- [Aim of the exercise]: Copy the items below from the start through the line that contains "x=258, y=95", replacing each "Target" with "Label" and leaving everything else unchanged. Leave the pictures out.

##### Records provided

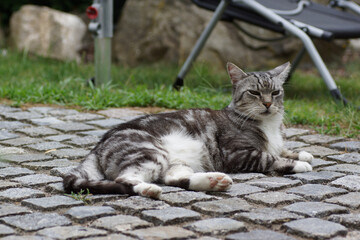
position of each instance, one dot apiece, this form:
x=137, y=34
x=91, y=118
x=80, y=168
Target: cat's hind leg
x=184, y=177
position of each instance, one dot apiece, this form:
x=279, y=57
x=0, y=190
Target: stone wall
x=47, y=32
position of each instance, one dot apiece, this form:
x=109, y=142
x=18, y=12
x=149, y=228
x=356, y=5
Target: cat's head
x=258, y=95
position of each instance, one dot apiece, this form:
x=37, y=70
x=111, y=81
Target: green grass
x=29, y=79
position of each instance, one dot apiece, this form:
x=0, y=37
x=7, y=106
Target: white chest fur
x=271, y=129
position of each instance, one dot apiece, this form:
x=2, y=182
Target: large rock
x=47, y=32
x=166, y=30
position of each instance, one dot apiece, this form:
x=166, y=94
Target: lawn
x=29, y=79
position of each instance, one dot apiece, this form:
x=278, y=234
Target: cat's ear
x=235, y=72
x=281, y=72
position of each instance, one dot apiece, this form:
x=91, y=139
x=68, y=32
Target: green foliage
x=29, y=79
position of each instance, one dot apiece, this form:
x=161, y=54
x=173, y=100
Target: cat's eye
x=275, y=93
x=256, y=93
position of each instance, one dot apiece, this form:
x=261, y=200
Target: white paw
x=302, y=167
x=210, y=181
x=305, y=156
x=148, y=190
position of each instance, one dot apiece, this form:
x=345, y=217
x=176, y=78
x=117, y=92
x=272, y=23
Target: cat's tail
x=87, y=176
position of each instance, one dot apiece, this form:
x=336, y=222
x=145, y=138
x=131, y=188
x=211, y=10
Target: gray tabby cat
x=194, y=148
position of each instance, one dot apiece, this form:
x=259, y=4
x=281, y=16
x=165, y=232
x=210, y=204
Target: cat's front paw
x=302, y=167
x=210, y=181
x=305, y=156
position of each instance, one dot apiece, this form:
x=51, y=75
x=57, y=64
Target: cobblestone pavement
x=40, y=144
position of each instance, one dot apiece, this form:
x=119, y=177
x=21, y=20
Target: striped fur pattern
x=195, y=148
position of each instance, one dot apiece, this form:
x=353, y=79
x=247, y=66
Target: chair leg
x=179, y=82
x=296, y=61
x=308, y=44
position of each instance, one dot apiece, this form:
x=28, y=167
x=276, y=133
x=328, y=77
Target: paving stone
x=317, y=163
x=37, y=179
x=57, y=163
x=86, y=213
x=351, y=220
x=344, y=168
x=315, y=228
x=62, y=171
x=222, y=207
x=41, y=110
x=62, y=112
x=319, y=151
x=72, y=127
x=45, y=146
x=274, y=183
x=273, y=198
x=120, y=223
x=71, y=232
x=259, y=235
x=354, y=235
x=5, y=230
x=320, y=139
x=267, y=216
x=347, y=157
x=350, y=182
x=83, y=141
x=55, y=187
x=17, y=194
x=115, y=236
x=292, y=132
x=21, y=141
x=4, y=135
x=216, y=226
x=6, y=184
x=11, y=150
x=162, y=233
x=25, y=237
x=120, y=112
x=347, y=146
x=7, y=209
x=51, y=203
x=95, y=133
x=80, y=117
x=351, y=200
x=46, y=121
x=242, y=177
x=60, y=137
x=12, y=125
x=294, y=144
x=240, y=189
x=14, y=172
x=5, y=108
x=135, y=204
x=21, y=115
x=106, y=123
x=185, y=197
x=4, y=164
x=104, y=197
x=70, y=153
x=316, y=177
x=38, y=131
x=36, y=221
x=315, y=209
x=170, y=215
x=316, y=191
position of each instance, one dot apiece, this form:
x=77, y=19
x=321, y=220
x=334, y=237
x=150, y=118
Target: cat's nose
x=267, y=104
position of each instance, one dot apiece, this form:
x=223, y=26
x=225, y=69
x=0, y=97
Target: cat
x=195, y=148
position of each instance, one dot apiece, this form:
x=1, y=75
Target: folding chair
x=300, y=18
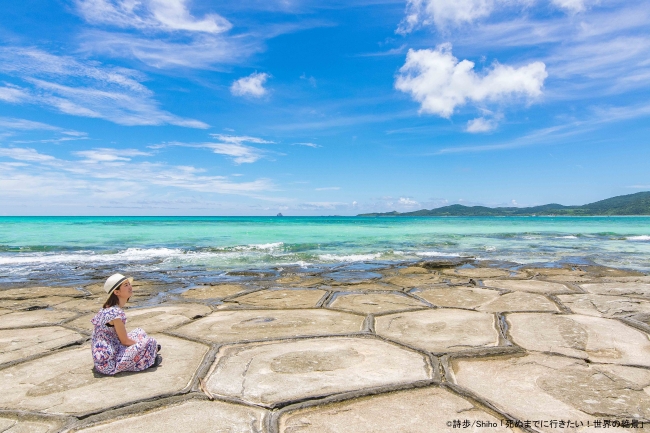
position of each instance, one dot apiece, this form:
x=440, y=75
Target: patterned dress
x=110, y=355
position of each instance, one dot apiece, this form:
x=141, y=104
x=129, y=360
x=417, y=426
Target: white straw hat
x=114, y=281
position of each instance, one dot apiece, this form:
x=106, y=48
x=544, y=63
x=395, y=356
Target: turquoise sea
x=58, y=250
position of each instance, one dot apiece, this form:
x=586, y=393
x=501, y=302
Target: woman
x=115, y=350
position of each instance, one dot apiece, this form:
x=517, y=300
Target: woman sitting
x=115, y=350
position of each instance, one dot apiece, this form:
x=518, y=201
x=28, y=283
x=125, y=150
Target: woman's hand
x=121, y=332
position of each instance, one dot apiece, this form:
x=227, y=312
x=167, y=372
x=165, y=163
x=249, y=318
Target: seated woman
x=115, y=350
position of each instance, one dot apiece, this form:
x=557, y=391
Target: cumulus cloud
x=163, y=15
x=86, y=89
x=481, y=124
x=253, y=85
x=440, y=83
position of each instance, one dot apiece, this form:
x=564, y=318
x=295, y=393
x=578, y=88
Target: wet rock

##########

- [Solution to this problem]:
position of each instance, one dot apiece, this form:
x=137, y=34
x=91, y=118
x=80, y=168
Label: cat's hind leg
x=184, y=177
position of each instance, one dot apiece, this form:
x=279, y=57
x=0, y=190
Label: stone wall
x=47, y=32
position of each instance, one dot apiece, this form:
x=109, y=142
x=18, y=12
x=149, y=228
x=356, y=5
Label: cat's head
x=258, y=95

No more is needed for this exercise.